→ TASK 1: Output the passage of the excerpt on TorchRL environment transforms that lies between "The first to" and "of performance.", inclusive, reproducing it character for character.

The first to encode is a normalization transform.
As a rule of thumbs, it is preferable to have data that loosely
match a unit Gaussian distribution: to obtain this, we will
run a certain number of random steps in the environment and compute
the summary statistics of these observations.

We'll append two other transforms: the :class:`~torchrl.envs.transforms.DoubleToFloat` transform will
convert double entries to single-precision numbers, ready to be read by the
policy. The :class:`~torchrl.envs.transforms.StepCounter` transform will be used to count the steps before
the environment is terminated. We will use this measure as a supplementary measure
of performance.

As we will see later, many of the TorchRL's classes rely on :class:`~tensordict.TensorDict`
to communicate. You could think of it as a python dictionary with some extra
tensor features. In practice, this means that many modules we will be working
with need to be told what key to read (``in_keys``) and what key to write
(``out_keys``) in the ``tensordict`` they will receive. Usually, if ``out_keys``
is omitted, it is assumed that the ``in_keys`` entries will be updated
in-place. For our transforms, the only entry we are interested in is referred
to as ``"observation"`` and our transform layers will be told to modify this
entry and this entry only:


.. GENERATED FROM PYTHON SOURCE LINES 268-279

.. code-block:: default


    env = TransformedEnv(
        base_env,
        Compose(
            # normalize observations
            ObservationNorm(in_keys=["observation"]),
            DoubleToFloat(),
            StepCounter(),
        ),
    )


.. GENERATED FROM PYTHON SOURCE LINES 280-284

As you may have noticed, we have created a normalization layer but we did not
set its normalization parameters. To do this, :class:`~torchrl.envs.transforms.ObservationNorm` can
automatically gather the summary statistics of our environment:


.. GENERATED FROM PYTHON SOURCE LINES 284-286

.. code-block:: default

    env.transform[0].init_stats(num_iter=1000, reduce_dim=0, cat_dim=0)


.. GENERATED FROM PYTHON SOURCE LINES 287-292

The :class:`~torchrl.envs.transforms.ObservationNorm` transform has now been populated with a
location and a scale that will be used to normalize the data.

Let us do a little sanity check for the shape of our summary stats:


.. GENERATED FROM PYTHON SOURCE LINES 292-294

.. code-block:: default

    print("normalization constant shape:", env.transform[0].loc.shape)


.. rst-class:: sphx-glr-script-out

 .. code-block:: none

    normalization constant shape: torch.Size([11])


.. GENERATED FROM PYTHON SOURCE LINES 295-314

An environment is not only defined by its simulator and transforms, but also
by a series of metadata that describe what can be expected during its
execution.
For efficiency purposes, TorchRL is quite stringent when it comes to
environment specs, but you can easily check that your environment specs are
adequate.
In our example, the :class:`~torchrl.envs.libs.gym.GymWrapper` and
:class:`~torchrl.envs.libs.gym.GymEnv` that inherits
from it already take care of setting the proper specs for your environment so
you should not have to care about this.

Nevertheless, let's see a concrete example using our transformed
environment by looking at its specs.

Stored items:

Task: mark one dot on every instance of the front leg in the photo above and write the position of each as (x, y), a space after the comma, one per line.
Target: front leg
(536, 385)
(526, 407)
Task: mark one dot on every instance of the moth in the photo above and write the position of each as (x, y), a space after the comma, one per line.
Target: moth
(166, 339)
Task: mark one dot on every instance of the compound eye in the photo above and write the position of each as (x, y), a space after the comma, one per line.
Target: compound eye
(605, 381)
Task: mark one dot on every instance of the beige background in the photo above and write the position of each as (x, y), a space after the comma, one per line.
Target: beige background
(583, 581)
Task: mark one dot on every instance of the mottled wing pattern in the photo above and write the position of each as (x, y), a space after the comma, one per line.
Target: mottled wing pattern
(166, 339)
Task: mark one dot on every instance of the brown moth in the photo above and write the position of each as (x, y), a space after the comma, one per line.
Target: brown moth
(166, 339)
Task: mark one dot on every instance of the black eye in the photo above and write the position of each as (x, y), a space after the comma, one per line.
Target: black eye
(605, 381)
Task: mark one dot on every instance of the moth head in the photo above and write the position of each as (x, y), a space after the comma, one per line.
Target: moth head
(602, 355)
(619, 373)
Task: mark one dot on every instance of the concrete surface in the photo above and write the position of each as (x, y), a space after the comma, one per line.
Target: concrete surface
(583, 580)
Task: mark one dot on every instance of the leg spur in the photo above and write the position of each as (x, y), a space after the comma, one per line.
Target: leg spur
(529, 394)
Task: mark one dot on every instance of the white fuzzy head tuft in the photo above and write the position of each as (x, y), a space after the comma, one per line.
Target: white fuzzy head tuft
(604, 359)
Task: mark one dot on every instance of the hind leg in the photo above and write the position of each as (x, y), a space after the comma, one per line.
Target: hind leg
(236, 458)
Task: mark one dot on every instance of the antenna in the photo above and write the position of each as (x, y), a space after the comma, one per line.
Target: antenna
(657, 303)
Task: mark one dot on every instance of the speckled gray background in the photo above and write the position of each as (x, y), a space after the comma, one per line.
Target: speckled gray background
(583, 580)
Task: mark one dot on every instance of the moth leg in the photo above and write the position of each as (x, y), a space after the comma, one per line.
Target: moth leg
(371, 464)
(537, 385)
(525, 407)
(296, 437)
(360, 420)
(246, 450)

---

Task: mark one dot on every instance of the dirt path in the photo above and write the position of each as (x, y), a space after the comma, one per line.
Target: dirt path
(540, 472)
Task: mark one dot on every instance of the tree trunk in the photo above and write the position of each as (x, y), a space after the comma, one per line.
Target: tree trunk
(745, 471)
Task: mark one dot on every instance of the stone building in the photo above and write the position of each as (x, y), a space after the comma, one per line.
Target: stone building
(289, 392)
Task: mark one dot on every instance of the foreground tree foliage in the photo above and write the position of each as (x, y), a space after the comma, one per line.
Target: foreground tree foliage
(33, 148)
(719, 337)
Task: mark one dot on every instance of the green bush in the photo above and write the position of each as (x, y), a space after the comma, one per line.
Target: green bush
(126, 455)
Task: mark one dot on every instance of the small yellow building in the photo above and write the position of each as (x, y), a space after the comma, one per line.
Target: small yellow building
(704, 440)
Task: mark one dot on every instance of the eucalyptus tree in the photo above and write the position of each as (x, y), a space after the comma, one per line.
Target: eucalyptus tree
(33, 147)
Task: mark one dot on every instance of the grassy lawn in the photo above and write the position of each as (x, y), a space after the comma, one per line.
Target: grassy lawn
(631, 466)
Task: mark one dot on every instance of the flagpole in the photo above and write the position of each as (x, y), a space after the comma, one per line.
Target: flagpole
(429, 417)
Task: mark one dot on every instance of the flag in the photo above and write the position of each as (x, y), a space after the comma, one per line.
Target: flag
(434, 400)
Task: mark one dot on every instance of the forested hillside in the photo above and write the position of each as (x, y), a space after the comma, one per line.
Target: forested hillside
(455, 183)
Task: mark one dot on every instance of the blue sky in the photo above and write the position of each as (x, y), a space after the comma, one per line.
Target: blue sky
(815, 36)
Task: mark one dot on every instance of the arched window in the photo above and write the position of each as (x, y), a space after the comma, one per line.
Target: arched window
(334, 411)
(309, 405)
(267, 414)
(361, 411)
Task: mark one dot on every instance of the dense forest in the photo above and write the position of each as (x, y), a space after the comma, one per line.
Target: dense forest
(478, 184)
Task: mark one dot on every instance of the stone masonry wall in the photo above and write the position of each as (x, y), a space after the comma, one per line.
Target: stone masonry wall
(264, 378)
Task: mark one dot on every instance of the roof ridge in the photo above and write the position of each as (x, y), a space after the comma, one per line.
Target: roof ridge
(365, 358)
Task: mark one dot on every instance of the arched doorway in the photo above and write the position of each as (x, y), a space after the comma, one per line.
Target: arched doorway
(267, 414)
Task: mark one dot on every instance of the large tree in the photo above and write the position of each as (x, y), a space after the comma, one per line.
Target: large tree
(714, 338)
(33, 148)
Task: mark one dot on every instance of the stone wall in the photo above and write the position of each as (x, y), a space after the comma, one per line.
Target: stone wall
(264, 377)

→ TASK 2: Find each line in the entries above that contains the string "hillside", and copy those lines.

→ RIGHT ANSWER 1:
The first to encode is a normalization transform.
As a rule of thumbs, it is preferable to have data that loosely
match a unit Gaussian distribution: to obtain this, we will
run a certain number of random steps in the environment and compute
the summary statistics of these observations.

We'll append two other transforms: the :class:`~torchrl.envs.transforms.DoubleToFloat` transform will
convert double entries to single-precision numbers, ready to be read by the
policy. The :class:`~torchrl.envs.transforms.StepCounter` transform will be used to count the steps before
the environment is terminated. We will use this measure as a supplementary measure
of performance.

→ RIGHT ANSWER 2:
Task: mark one dot on every instance of the forested hillside in the photo above and write the position of each as (x, y), a space after the comma, one per line.
Target: forested hillside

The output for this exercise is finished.